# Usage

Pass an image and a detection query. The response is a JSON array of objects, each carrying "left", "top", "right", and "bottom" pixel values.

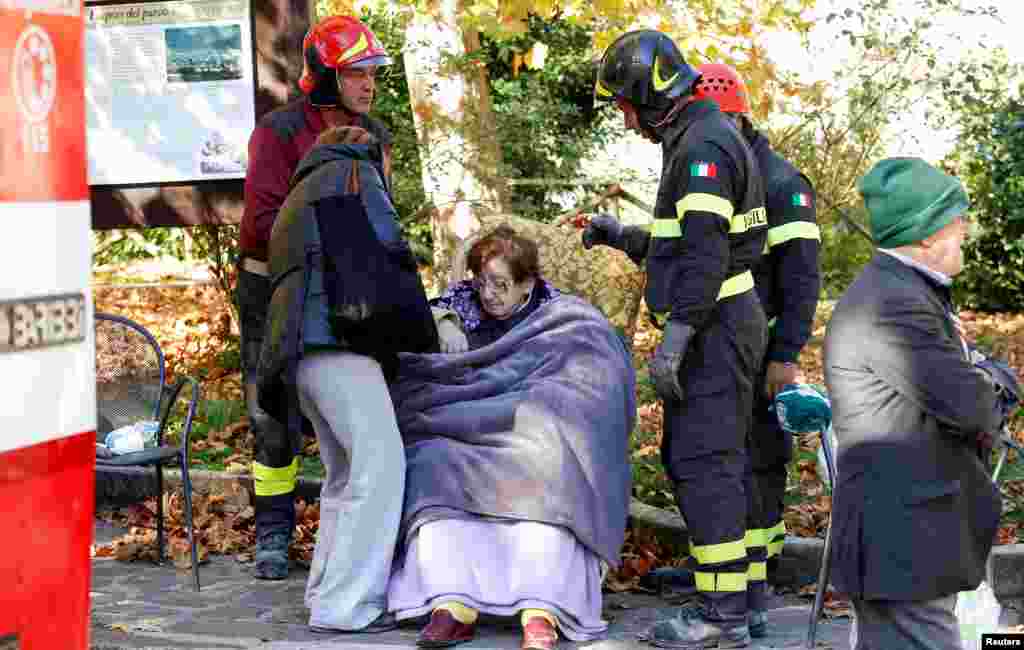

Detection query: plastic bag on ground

--

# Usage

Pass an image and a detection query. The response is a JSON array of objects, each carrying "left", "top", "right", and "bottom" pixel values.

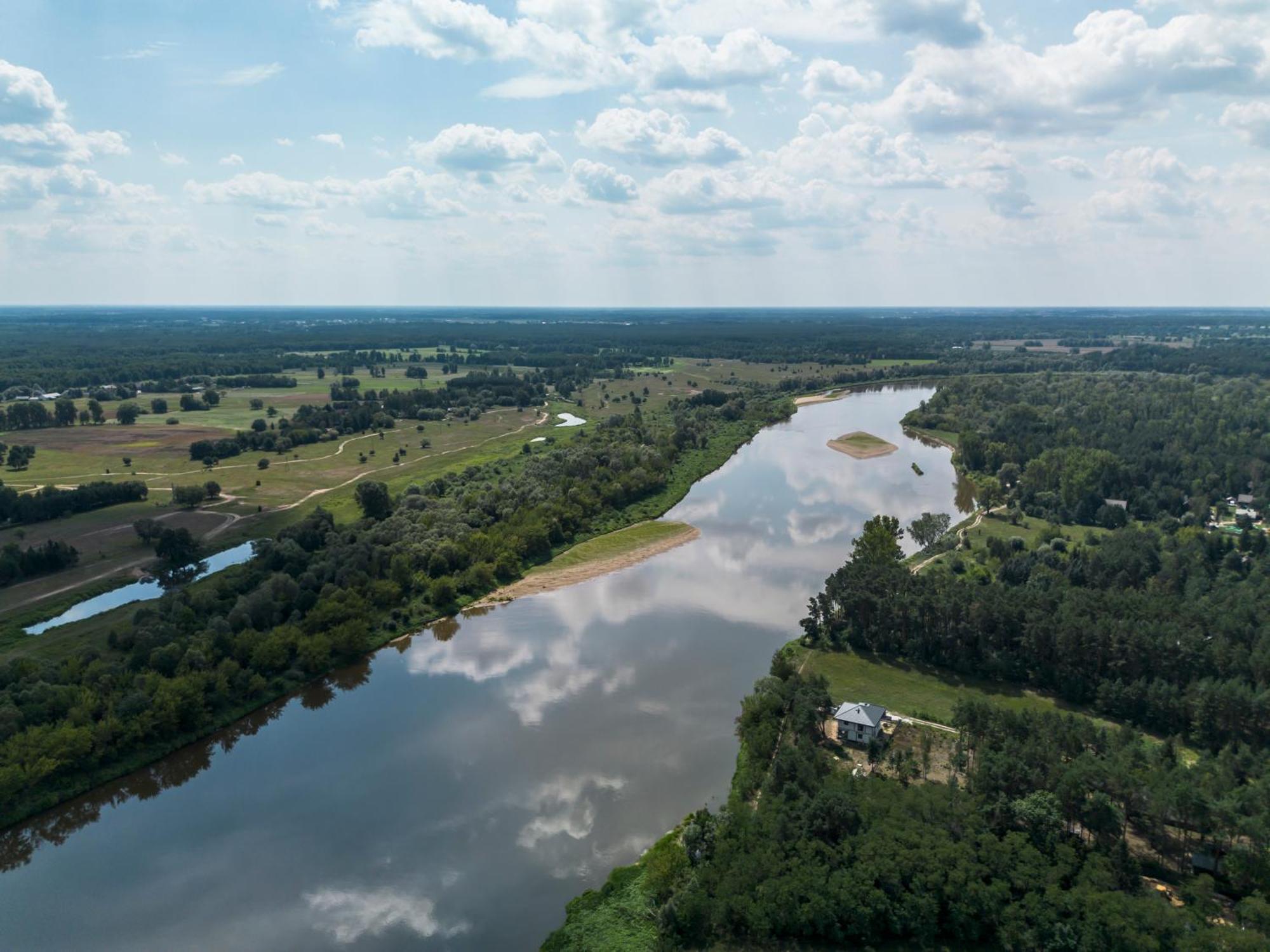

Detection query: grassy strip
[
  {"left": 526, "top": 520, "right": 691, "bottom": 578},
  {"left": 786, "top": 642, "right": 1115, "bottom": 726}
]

Written request:
Return every line of the records above that contains the word "bottom".

The response:
Pass an image and a detection query. The response is a JSON array of objects, each carrying "left", "top", "right", and "bottom" pixel values.
Pass an image and a detection query. The response is a JSON array of objects, each carrying "left", "top", "right", and "bottom" pixel values.
  {"left": 526, "top": 520, "right": 691, "bottom": 578},
  {"left": 786, "top": 642, "right": 1115, "bottom": 726}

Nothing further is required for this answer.